**ACTIVITY:** Your answer should be the lines below from the one with "positive clicks: (208, 190)" to the one with "positive clicks: (302, 184)", both included, given again exactly and with nothing added.
(GIVEN RECORDS begins)
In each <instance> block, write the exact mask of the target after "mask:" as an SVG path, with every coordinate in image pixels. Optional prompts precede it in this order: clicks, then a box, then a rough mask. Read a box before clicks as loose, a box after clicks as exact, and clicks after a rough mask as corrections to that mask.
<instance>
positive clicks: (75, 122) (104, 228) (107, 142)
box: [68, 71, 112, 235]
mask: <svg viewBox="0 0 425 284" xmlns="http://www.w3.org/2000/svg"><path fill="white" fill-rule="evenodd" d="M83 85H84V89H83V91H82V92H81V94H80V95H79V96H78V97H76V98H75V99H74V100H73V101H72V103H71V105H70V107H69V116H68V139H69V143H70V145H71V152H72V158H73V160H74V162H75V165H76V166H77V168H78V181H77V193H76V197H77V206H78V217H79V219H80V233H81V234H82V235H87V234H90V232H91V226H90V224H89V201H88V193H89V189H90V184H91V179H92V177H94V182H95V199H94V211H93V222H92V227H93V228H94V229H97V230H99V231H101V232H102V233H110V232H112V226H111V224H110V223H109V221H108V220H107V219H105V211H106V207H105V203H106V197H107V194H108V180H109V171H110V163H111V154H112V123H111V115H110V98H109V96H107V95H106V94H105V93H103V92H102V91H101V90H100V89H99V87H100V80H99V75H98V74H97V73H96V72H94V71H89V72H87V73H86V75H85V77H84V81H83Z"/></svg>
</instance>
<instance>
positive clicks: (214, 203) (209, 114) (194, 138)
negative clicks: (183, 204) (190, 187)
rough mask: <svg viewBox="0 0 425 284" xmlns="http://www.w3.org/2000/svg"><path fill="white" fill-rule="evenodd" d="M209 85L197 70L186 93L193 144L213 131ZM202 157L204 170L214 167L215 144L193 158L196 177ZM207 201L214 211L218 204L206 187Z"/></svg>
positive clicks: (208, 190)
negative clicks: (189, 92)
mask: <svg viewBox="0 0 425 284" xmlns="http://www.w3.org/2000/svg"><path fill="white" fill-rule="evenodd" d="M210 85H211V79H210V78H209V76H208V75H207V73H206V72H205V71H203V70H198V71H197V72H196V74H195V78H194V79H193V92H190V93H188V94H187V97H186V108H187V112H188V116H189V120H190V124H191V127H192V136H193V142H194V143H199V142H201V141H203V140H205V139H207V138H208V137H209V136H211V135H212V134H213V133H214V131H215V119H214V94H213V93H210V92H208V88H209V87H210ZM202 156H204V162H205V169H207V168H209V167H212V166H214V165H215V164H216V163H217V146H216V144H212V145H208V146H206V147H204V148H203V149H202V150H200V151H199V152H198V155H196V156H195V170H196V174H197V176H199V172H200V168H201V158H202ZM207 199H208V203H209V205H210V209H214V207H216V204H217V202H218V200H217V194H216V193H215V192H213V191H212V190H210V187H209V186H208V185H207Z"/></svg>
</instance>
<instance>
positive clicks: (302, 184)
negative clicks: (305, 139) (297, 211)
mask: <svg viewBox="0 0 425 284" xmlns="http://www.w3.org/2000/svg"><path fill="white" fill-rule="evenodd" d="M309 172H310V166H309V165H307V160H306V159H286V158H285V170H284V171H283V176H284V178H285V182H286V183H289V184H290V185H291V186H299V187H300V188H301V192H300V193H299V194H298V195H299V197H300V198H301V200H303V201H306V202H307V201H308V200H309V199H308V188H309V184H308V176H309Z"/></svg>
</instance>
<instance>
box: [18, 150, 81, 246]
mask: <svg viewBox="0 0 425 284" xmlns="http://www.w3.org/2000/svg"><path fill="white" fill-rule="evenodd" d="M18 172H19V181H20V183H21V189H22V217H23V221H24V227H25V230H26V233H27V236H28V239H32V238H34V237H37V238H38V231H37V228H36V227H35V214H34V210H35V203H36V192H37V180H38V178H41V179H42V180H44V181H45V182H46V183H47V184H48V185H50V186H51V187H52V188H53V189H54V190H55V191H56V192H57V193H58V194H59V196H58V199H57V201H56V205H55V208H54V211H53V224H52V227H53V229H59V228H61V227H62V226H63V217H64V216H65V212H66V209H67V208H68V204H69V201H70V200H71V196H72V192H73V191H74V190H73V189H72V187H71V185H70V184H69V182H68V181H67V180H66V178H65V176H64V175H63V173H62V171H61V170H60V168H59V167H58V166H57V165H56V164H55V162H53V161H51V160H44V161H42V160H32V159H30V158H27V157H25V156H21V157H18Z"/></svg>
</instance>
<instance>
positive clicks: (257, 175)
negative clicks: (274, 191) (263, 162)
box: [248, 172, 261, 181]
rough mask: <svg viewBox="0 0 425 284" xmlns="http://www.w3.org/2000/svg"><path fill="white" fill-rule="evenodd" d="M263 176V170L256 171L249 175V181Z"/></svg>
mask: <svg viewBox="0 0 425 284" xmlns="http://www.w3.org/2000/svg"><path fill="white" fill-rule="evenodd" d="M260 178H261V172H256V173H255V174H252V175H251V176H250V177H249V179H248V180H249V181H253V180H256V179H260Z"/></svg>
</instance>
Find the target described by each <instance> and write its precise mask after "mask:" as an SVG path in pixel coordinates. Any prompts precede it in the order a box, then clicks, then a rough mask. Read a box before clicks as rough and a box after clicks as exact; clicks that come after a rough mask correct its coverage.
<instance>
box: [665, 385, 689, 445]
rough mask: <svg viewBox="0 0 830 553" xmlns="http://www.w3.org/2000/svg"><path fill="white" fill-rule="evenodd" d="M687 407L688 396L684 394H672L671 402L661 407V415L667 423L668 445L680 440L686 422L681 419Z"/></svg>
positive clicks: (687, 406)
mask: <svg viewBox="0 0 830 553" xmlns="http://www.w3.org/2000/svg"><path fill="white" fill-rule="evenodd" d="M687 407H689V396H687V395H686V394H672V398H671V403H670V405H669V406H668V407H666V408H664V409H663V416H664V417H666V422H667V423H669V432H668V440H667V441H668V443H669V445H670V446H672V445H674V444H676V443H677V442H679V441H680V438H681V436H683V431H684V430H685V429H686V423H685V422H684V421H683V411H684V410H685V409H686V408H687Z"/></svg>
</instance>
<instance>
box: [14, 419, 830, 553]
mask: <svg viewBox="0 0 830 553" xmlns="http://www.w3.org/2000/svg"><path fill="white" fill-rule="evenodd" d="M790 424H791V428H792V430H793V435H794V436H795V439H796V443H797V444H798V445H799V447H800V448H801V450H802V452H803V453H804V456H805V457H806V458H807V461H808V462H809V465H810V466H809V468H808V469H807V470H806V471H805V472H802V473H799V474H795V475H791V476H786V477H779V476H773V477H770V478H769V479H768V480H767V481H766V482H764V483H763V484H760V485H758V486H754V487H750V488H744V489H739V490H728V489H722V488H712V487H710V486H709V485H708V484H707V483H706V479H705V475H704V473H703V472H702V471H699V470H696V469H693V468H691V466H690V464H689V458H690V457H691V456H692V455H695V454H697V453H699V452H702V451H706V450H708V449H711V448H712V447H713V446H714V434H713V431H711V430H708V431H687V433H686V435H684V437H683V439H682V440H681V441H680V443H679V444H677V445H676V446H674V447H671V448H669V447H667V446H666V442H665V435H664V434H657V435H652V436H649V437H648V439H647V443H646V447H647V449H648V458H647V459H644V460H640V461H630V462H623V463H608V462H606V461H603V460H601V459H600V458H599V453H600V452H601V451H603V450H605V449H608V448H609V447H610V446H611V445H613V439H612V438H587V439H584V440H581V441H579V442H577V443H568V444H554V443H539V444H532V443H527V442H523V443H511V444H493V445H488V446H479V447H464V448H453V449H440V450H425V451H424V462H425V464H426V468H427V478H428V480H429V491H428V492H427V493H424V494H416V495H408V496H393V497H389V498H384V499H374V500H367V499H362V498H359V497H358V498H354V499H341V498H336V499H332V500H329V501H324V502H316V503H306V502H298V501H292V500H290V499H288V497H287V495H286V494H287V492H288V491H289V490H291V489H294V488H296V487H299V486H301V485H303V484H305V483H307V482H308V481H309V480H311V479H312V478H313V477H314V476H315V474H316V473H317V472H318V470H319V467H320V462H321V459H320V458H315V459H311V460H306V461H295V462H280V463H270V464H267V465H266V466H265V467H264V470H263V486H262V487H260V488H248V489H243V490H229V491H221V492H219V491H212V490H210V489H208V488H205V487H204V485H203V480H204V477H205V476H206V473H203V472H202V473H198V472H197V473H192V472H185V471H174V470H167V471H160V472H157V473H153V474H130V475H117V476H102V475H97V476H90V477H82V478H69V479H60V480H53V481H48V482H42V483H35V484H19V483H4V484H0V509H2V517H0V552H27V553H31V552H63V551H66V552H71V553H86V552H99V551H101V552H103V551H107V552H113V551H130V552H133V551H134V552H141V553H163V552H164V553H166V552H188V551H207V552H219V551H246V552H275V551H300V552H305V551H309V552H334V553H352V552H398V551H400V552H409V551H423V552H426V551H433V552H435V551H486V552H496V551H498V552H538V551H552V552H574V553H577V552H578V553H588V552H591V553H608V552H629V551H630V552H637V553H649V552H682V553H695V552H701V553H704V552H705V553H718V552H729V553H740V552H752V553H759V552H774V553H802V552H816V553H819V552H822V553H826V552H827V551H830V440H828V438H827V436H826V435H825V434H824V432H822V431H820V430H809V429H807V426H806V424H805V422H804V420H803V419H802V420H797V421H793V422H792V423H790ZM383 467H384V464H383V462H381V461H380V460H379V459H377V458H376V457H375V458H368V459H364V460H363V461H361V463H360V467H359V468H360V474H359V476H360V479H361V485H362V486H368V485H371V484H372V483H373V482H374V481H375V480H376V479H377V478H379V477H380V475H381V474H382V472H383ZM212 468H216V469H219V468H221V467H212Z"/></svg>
(GIVEN RECORDS ends)
**ANSWER FOR THE TASK:**
positive clicks: (208, 190)
negative clicks: (189, 92)
mask: <svg viewBox="0 0 425 284" xmlns="http://www.w3.org/2000/svg"><path fill="white" fill-rule="evenodd" d="M210 85H211V79H210V78H209V76H208V75H207V73H206V72H205V71H203V70H198V71H197V72H196V74H195V78H194V79H193V92H190V93H188V94H187V97H186V108H187V112H188V116H189V120H190V124H191V127H192V136H193V142H194V143H199V142H201V141H203V140H205V139H207V138H208V137H209V136H211V135H212V134H213V133H214V131H215V119H214V94H213V93H210V92H208V88H209V87H210ZM202 156H204V162H205V169H207V168H209V167H212V166H214V165H215V164H216V163H217V146H216V144H212V145H208V146H206V147H204V148H203V149H202V150H200V151H199V152H198V155H196V156H195V170H196V174H197V176H199V172H200V168H201V158H202ZM207 199H208V203H209V205H210V209H214V207H216V204H217V202H218V200H217V194H216V193H215V192H213V191H212V190H210V187H209V186H208V185H207Z"/></svg>
</instance>
<instance>
positive clicks: (302, 184)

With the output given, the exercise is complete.